> _WORK REQUEST_:
Because the images are not wanted, restate every line below word for word without them.

START RECORDS PROVIDED

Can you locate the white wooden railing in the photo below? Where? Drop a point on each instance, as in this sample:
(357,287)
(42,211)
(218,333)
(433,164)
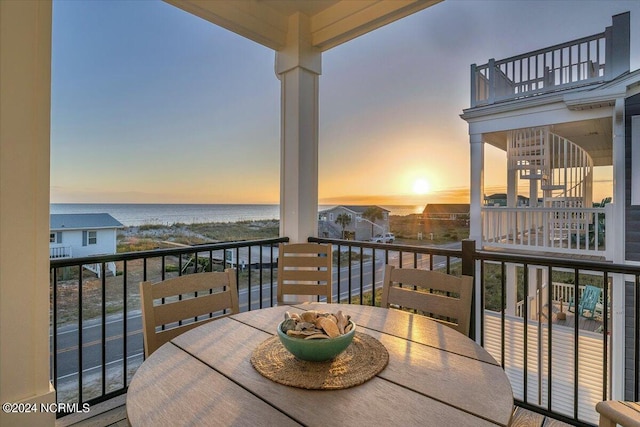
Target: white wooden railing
(570,230)
(562,66)
(535,363)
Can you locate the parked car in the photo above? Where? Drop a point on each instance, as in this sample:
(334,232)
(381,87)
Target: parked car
(384,238)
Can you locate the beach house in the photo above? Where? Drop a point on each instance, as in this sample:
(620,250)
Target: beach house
(81,235)
(359,222)
(562,114)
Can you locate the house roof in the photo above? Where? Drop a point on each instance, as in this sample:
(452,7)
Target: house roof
(357,208)
(446,208)
(83,221)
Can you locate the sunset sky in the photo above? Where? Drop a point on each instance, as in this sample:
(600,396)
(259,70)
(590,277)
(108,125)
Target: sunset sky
(153,105)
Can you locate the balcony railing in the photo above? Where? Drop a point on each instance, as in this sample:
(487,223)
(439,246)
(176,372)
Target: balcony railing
(580,231)
(56,252)
(96,328)
(556,370)
(593,59)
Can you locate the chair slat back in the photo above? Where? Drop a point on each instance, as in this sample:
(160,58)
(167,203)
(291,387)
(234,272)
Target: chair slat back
(441,296)
(186,299)
(304,269)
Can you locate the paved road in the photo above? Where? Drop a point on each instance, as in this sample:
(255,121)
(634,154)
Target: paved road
(67,366)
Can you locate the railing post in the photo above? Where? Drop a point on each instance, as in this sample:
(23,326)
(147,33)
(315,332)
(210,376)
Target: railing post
(474,90)
(468,269)
(617,46)
(491,98)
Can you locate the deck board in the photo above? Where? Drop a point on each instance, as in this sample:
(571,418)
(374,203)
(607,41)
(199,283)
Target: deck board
(113,413)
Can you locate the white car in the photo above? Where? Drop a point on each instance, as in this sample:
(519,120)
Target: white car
(384,238)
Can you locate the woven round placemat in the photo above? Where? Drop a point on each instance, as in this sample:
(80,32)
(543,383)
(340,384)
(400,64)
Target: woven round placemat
(362,360)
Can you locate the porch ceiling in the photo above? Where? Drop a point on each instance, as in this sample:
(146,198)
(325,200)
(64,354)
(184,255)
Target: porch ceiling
(333,22)
(595,136)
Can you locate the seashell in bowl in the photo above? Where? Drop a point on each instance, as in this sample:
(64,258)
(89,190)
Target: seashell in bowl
(317,347)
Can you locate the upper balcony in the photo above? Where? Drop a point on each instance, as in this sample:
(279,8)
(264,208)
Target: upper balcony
(594,59)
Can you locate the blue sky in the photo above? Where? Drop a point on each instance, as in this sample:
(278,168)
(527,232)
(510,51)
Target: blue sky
(151,104)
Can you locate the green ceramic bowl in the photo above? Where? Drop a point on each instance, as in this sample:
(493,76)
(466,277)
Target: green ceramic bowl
(316,350)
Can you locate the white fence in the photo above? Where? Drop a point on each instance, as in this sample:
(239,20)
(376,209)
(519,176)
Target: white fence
(572,230)
(538,364)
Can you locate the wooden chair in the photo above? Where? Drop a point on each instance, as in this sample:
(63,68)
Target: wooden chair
(614,412)
(417,292)
(211,294)
(304,269)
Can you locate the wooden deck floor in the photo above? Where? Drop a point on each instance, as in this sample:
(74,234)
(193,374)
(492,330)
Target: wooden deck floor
(113,413)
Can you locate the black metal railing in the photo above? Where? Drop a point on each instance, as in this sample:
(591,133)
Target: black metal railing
(557,369)
(96,328)
(98,342)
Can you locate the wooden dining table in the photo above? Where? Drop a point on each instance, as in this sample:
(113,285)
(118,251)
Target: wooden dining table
(435,376)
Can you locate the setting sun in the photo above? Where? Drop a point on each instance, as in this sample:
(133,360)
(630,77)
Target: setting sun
(420,186)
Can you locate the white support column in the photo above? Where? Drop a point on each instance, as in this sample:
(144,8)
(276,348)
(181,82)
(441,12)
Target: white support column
(477,188)
(298,67)
(618,240)
(25,109)
(476,145)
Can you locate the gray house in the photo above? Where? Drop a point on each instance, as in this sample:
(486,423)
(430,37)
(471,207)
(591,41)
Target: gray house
(82,235)
(358,227)
(559,113)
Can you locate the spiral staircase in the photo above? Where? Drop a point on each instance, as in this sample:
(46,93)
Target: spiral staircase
(561,175)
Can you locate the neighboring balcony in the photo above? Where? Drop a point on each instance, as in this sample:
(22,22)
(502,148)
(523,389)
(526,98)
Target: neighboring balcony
(593,59)
(579,231)
(57,252)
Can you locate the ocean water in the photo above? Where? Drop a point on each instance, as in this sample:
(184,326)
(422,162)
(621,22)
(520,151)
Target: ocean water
(131,214)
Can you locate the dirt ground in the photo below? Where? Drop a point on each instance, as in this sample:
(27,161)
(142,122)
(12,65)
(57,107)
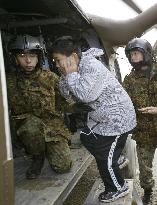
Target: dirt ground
(81,190)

END RECORDS PROVIDED

> _WRITTEN SOLUTION_:
Can you locate the white wooden railing in the photo below? Where? Drop a point on each instance, as in this sample:
(357,287)
(42,211)
(218,333)
(433,164)
Target: white wooden railing
(570,230)
(562,66)
(535,363)
Can you locate the parked car in the photo above? Where? Drop a point on each instance, as in this sample:
(334,232)
(381,87)
Target: parked car
(384,238)
Can you locate the beach house in the photo above? Where? Drop a point on each instance, as in this sample:
(620,250)
Target: beach house
(81,235)
(359,222)
(562,114)
Can you locate the house roof in the photo above? Where? Drop a point on each instance, as in this sample:
(452,7)
Target: house roof
(357,208)
(446,208)
(83,221)
Can you locate the sunset sky in the photo above? Where? Drop a point on each instance, as in this sample:
(600,396)
(259,70)
(590,277)
(108,125)
Target: sunset sky
(153,105)
Can you locate the balcony railing in the photo above? Where? Drop a point on each instance, as in this sample:
(487,223)
(439,246)
(176,372)
Target: balcony railing
(580,231)
(56,252)
(96,328)
(556,370)
(593,59)
Can you locate the chair slat back in the photo above? Where? Drop a point on each instance, as in this sample:
(160,58)
(167,203)
(291,387)
(234,272)
Target: chair slat back
(441,296)
(186,299)
(304,269)
Can you locate the paved road in the photo above? Where? Drop a point on each instance, as in this sample:
(255,121)
(634,154)
Target: paved road
(67,366)
Can you locate the railing post in the photo above? Where? Drop a point on each instance, as in this sample:
(23,326)
(147,33)
(315,332)
(210,376)
Target: railing post
(474,90)
(468,269)
(617,46)
(491,98)
Can you locate the deck board in the photo above? Where? Drop a point on each instance, as in this sample:
(571,418)
(374,203)
(607,41)
(199,283)
Target: deck board
(113,413)
Can you locate the white car in the photo above? Where? Drop a point on each instance, as in this sample:
(519,120)
Target: white car
(384,238)
Can you locate the woven round placemat in the photo above? Where? Drop a point on each instance, as in this sample:
(80,32)
(543,383)
(340,384)
(400,64)
Target: woven round placemat
(362,360)
Can you locate the porch ceiling in the photo above? Where? Drop a point on each instance, as in this sample:
(146,198)
(325,200)
(64,354)
(184,255)
Target: porch ceiling
(333,22)
(595,136)
Can you locate the seashell in bowl in the photo above? Where? Drop a point on each instance, as in this sample:
(64,258)
(89,190)
Target: seashell in bowl
(317,347)
Can you locate the upper balcony in the photo above? Where? Drop a point on each instance, as in this sample:
(279,8)
(264,208)
Target: upper balcony
(594,59)
Can you locate the blue sky in the photo above? Where? Drop a point on each instance, as in this sample:
(278,168)
(527,232)
(510,51)
Target: blue sky
(151,104)
Can you locate the green ceramic bowl in the photo above? Where? Drop a point on each instance, as in this sample:
(493,76)
(466,277)
Target: green ceramic bowl
(316,350)
Can you locate the white fence in the photo above? Where? Drop a point on each instance, as in this sample:
(239,20)
(376,209)
(519,176)
Target: white fence
(572,230)
(538,364)
Can you locate the wooden chair in the photo above? Where? Drop a point on each instance, as in this sample:
(63,68)
Target: wooden chair
(614,412)
(417,292)
(211,294)
(304,269)
Can you locate the wooden deck floor in the photo above? Where? Drop a point on each instance, as in this sample:
(74,234)
(193,374)
(492,330)
Target: wooden deck floor
(113,413)
Can you locate the black metal railing in the photo above? Where? Drop a point on each instance, as in this sample:
(591,133)
Target: black metal railing
(557,369)
(96,328)
(98,342)
Can you locate the wooden dining table in the photo above? Where? Drop a point on each instance, as in this sample:
(113,285)
(118,251)
Target: wooden dining table
(435,376)
Can you locate the setting sun in the photo above? Where? Drop a point on each instance, as in this sample:
(133,360)
(630,77)
Target: setting sun
(420,186)
Can you locate the white support column in the photo above? Where? Drop a point on each instance, as in this sample:
(144,8)
(276,348)
(181,82)
(441,12)
Target: white support column
(477,188)
(298,67)
(618,240)
(25,109)
(476,145)
Can you locate the gray house in the photo above? Where? Drop a point on each instance, as in this sample:
(486,423)
(430,37)
(471,207)
(591,41)
Target: gray house
(82,235)
(358,227)
(559,113)
Can you locate the spiral staircase in the photo above? Where? Drop a point on each instance, as in this sample:
(46,93)
Target: spiral staircase
(561,175)
Can you locate the neighboring balcony in the photo above? Where? Drop a point on each instance, as in this sample:
(22,22)
(502,148)
(523,389)
(526,98)
Target: neighboring balcony
(593,59)
(579,231)
(57,252)
Can you locate the ocean water in the photo above? Where? Drop a point on each instance, as in this sample:
(184,326)
(422,162)
(621,22)
(520,151)
Target: ocean water
(131,214)
Can you locate the dirt ground in the photo below? Where? Drop a point on each instance, as in this sample:
(27,161)
(142,122)
(12,65)
(57,107)
Target: dirt ground
(81,190)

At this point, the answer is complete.